[Records of boundary annotations]
—————

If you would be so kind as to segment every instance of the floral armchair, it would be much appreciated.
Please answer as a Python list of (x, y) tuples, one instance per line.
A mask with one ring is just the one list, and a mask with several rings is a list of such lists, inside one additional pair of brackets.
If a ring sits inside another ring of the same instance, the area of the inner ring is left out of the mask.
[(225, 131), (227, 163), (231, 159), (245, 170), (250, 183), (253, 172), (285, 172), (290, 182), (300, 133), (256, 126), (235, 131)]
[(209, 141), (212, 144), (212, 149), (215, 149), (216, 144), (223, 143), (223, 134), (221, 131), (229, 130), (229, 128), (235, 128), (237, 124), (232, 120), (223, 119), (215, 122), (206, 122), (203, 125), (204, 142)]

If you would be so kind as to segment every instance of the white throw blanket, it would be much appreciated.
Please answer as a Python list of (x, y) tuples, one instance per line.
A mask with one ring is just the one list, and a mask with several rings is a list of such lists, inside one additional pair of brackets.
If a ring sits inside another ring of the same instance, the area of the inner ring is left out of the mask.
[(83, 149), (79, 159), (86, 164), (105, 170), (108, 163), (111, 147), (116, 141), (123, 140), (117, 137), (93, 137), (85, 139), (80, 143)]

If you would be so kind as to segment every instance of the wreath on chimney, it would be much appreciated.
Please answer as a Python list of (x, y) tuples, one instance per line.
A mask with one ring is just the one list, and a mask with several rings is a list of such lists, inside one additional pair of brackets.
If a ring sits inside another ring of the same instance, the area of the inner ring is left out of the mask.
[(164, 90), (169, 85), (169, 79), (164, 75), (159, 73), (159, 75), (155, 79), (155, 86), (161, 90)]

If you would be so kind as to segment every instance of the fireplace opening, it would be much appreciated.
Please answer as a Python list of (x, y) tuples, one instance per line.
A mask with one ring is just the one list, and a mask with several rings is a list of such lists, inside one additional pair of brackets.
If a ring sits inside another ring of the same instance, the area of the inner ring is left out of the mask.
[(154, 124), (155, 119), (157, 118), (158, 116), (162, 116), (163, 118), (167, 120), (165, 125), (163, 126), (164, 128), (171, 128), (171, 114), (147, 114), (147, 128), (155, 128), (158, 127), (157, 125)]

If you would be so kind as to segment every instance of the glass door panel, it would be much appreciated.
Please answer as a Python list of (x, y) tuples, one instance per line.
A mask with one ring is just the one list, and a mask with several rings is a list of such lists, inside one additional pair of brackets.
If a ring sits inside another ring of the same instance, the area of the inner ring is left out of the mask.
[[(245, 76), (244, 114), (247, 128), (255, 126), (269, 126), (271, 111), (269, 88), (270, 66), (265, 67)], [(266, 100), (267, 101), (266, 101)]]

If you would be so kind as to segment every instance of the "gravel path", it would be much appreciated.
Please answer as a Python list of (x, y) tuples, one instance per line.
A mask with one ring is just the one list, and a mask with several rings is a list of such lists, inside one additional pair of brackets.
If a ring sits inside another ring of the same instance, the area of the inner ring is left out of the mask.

—————

• **DIRECTIONS**
Express the lines from the line containing "opening, it would be much appreciated." through the end of the records as a Markdown table with the columns No. and Line. Number each row and leave out blank lines.

• **PROBLEM SOLUTION**
| No. | Line |
|---|---|
| 1 | If you would be so kind as to segment every instance of the fireplace opening, it would be much appreciated. |
| 2 | Please answer as a Python list of (x, y) tuples, one instance per line. |
| 3 | A mask with one ring is just the one list, and a mask with several rings is a list of such lists, inside one additional pair of brackets. |
| 4 | If a ring sits inside another ring of the same instance, the area of the inner ring is left out of the mask. |
| 5 | [(154, 124), (155, 119), (157, 118), (158, 116), (162, 116), (163, 118), (167, 120), (165, 125), (163, 126), (164, 128), (171, 128), (171, 114), (147, 114), (147, 128), (155, 128), (158, 127), (157, 125)] |
| 6 | If you would be so kind as to segment every instance of the glass door panel, it would be much appreciated. |
| 7 | Please answer as a Python list of (x, y) tuples, one instance per line. |
| 8 | A mask with one ring is just the one list, and a mask with several rings is a list of such lists, inside one additional pair of brackets. |
| 9 | If a ring sits inside another ring of the same instance, the area of the inner ring is left out of the mask. |
| 10 | [[(245, 76), (244, 114), (247, 128), (255, 126), (269, 126), (271, 111), (269, 88), (270, 66), (265, 67)], [(266, 100), (267, 101), (266, 101)]] |
| 11 | If you would be so kind as to segment every instance of the "gravel path", it would be much appreciated. |
| 12 | Please answer as a Python list of (x, y) tuples, one instance per line. |
| 13 | A mask with one ring is just the one list, and a mask with several rings is a list of such lists, inside one additional pair of brackets. |
| 14 | If a ring sits inside another ring of the same instance, the area of the inner ring is left out of the mask. |